■ SOURCE PASSAGE
^^^^

“When we got involved in this research project, we could not anticipate how the pictures will be used. After coming to this exhibition, I am feeling so proud to see our pictures exhibited in such a big place!” – a 17-year-old girl from CLARISSA’s Children’s Research Group expressed her feelings at the inauguration ceremony of the photography exhibition on 10 February at Drik Gallery in Dhaka, Bangladesh.
The CLARISSA programme in Bangladesh facilitates a Children’s Research Group (CRG) – 12 children trained by the team to undertake research on the impact of Covid-19 in their lives and in their neighbourhood. This training included capturing photos and sharing narratives. Children were then given mobile phones to capture photos of their neighbourhoods in pairs. The photo-taking process was fairly open, but were advised to consider any ethical issues before they took a photo. The children clicked random pictures of their surroundings that touched their emotions and those they found relevant to their experience of the pandemic.
After the data collection, children and adult researchers participated in two separate workshops to cluster the photos into themes, finalise the narratives and titles, and shortlist photos for the exhibition and the booklet. Through a participatory analysis process, the young researchers selected 40 pictures which were displayed at the exhibition.

^^^^

■ PROVIDED RECORDS
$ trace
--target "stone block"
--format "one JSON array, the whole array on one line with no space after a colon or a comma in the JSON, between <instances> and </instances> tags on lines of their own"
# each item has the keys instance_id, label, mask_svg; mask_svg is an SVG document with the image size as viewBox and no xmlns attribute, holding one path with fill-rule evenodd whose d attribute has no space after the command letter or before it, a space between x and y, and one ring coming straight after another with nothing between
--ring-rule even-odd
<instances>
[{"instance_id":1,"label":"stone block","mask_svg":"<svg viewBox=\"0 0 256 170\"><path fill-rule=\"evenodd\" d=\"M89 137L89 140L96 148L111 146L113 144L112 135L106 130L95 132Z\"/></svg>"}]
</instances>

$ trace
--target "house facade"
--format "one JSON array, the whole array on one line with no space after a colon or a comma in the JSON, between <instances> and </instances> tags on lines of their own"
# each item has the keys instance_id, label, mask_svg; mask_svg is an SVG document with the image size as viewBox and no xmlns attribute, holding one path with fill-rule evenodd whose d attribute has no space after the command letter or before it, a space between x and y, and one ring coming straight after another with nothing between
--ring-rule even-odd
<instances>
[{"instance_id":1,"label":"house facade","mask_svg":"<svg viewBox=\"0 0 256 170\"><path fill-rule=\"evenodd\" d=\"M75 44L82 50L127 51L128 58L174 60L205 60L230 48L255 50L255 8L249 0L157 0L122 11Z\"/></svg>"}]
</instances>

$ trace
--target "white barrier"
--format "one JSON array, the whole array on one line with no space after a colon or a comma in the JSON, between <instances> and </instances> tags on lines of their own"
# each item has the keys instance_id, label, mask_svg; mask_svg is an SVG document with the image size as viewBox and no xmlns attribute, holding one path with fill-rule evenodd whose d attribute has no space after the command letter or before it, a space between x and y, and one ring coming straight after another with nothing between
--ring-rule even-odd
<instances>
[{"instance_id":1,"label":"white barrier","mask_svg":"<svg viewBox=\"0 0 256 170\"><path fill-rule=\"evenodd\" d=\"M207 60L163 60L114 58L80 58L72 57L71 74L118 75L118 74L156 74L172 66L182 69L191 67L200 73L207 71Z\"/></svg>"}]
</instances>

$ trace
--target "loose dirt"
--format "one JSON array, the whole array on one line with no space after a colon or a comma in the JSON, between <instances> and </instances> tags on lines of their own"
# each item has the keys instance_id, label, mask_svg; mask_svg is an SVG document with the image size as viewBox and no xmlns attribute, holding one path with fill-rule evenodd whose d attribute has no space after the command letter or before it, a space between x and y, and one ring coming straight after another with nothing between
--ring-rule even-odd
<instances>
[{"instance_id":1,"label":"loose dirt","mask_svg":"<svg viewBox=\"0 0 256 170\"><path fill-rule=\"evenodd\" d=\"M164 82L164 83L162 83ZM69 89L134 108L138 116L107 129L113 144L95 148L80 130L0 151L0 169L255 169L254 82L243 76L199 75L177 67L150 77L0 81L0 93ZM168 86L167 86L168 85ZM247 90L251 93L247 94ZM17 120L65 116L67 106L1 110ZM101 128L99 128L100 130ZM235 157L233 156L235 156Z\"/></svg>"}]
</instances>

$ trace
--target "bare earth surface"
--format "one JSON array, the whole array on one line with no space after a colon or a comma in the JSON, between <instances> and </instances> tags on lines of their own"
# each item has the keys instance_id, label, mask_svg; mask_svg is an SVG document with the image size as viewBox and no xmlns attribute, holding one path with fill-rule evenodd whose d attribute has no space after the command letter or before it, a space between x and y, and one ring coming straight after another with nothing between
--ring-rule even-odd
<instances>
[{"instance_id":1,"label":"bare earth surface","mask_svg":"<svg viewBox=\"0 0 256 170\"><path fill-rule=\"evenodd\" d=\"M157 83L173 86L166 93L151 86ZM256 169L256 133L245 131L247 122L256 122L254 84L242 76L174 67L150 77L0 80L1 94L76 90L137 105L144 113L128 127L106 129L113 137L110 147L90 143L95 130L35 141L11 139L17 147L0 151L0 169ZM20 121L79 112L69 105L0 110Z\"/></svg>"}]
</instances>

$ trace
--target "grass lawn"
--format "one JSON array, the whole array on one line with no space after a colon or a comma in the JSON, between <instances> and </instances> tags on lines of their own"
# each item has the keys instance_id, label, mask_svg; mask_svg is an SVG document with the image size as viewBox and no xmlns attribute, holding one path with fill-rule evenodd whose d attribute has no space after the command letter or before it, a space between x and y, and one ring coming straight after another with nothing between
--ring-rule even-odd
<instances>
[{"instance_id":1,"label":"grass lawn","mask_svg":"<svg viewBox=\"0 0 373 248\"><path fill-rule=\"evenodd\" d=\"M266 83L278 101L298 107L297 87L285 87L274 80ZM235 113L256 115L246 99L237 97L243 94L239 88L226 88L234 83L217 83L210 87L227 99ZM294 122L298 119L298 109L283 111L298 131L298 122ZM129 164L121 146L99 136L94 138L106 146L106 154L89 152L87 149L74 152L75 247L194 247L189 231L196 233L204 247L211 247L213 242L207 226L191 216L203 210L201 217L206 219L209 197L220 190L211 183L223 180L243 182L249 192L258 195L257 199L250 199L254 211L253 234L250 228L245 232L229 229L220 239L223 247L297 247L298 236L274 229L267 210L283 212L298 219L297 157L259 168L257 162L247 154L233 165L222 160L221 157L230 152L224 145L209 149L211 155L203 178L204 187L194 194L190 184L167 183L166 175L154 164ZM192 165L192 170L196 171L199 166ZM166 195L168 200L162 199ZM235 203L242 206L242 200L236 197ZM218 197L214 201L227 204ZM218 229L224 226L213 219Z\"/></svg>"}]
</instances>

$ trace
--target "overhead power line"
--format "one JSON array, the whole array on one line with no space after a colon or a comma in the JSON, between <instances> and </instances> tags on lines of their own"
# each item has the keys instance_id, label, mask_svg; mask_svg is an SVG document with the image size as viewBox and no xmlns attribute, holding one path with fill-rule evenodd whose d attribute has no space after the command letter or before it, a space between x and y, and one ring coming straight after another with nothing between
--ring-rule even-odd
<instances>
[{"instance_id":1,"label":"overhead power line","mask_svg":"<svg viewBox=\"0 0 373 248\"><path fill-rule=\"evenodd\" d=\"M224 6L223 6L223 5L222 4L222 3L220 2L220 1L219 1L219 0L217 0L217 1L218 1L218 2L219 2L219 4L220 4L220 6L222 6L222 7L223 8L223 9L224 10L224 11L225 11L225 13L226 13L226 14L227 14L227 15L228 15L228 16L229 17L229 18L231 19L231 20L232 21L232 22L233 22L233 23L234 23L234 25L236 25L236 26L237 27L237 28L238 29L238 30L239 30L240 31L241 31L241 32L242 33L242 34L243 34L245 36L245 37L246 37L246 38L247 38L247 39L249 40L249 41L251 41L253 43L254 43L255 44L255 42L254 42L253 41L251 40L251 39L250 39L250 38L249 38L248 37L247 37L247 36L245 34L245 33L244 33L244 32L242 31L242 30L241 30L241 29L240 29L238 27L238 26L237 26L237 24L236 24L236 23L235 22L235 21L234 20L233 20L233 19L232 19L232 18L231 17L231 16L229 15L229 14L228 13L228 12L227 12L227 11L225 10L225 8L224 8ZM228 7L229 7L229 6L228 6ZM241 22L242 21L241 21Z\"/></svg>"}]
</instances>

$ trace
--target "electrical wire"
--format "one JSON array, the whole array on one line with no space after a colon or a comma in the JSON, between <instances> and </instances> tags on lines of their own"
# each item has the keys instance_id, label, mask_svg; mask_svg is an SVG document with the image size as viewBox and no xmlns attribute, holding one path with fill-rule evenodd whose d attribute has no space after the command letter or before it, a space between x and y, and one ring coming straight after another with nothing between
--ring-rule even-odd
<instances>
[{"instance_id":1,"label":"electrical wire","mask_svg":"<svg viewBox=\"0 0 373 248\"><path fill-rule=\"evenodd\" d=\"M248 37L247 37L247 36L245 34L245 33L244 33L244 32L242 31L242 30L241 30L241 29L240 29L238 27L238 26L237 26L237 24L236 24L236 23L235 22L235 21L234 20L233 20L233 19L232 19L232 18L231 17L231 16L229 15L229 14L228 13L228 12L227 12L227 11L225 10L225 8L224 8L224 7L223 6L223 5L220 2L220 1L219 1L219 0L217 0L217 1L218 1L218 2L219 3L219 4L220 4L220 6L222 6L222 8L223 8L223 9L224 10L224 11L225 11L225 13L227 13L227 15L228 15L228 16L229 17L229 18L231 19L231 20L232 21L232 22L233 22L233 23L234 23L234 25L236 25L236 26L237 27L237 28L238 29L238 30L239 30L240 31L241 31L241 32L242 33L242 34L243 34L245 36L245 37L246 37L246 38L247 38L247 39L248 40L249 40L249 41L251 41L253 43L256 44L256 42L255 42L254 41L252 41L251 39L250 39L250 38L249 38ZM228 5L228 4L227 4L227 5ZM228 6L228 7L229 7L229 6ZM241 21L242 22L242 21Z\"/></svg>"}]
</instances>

^^^^

■ TASKS
1/ Repeat the part of the CLARISSA passage that opens with the words "The CLARISSA programme" and closes with "of the pandemic.", swapping "mobile phones" for "digital cameras".
2/ Extend the CLARISSA passage from the point where it stops.

■ OUTPUTS BY TASK
1/
The CLARISSA programme in Bangladesh facilitates a Children’s Research Group (CRG) – 12 children trained by the team to undertake research on the impact of Covid-19 in their lives and in their neighbourhood. This training included capturing photos and sharing narratives. Children were then given digital cameras to capture photos of their neighbourhoods in pairs. The photo-taking process was fairly open, but were advised to consider any ethical issues before they took a photo. The children clicked random pictures of their surroundings that touched their emotions and those they found relevant to their experience of the pandemic.

2/
Exhibition day inauguration ceremony – allowing children to share their emotions in a large group
The photo exhibition titled, “Our neighbourhoods, our lives: Impact of COVID-19 through children’s eyes” opened on 10 February 2023. The exhibition provided a unique perspective on the pandemic and highlighted the experiences of young researchers in an urban neighbourhood in Dhaka. At the inauguration, the British High Commissioner, Robert C. Dickson, viewed the exhibition and praised the bravery and artistic talents of the children. Martin Swinchatt, the representative of Terre des hommes, gave an opening speech at the event. As special guests, Tahera Jabeen, the Social Development Advisor of the British High Commission, and Munira Murshed Munni, a freelance photographer and the General Secretary of the Children’s Film Society, also shared their uplifting remarks. Dr. Marina Apgar, the CLARISSA consortium MEL Lead at the Institute for Development Studies (IDS), Dr. Mieke Snijder, Research Fellow at the IDS, and Helen Veitch, the consortium Advocacy Lead at the Consortium for Street Children were present at the ceremony along with the country team members. After the inauguration ceremony, copies of the booklet were handed over to the young researchers.
Supporting children to share their thoughts shows them adults care about their views
“Please come (addressing the guests), I will show you my photo, see I clicked this one. You can only see some household tools here, but there is a tormenting story behind this. You know there was a girl in our community who was rudely beaten by her house owner, I found her in my father’s shop. I asked my father why she is looking so pale. Father replied, her house owner beat her, forced her to eat bathroom cleaner and sanitiser and beat her through this wire. It touched me and I went to her house. This happened during Covid lockdown”. The photo is a symbolic one and explains a lot, stunning the guests. Apart from this photo, other photos also made the guests ponder and reflect since they all have a touching stories.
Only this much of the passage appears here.